Exercise objective =
Write each entry down again precisely, skipping nothing.

----- Dataset -----

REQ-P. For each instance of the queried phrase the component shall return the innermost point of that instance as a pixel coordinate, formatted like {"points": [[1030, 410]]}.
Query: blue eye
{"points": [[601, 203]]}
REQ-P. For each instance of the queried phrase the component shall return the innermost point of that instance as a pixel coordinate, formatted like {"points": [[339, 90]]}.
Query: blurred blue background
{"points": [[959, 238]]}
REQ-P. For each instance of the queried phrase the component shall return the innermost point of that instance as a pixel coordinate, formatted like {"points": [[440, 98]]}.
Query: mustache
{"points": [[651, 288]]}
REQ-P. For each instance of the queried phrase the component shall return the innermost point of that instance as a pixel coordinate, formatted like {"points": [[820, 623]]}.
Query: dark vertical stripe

-----

Problem solution =
REQ-P. For each instance of the queried phrase the component shall return the innermost point of that instance as a pixel coordinate, formatted like {"points": [[1030, 410]]}.
Query: blue eye
{"points": [[601, 203]]}
REQ-P. For each instance of the queried phrase the component shall return the innermost point of that instance as a pixel coordinate, formatted like {"points": [[339, 90]]}.
Query: blurred blue background
{"points": [[959, 238]]}
REQ-P. For each instance of the queried phrase the component shall return the innermost point of that instance as a pixel coordinate, formatted like {"points": [[440, 98]]}.
Query: mustache
{"points": [[651, 288]]}
REQ-P. For each instance of the queried phrase the component shall return the innermost point of that instance as a pixel coordinate, formatted like {"points": [[820, 623]]}.
Query: dark vertical stripe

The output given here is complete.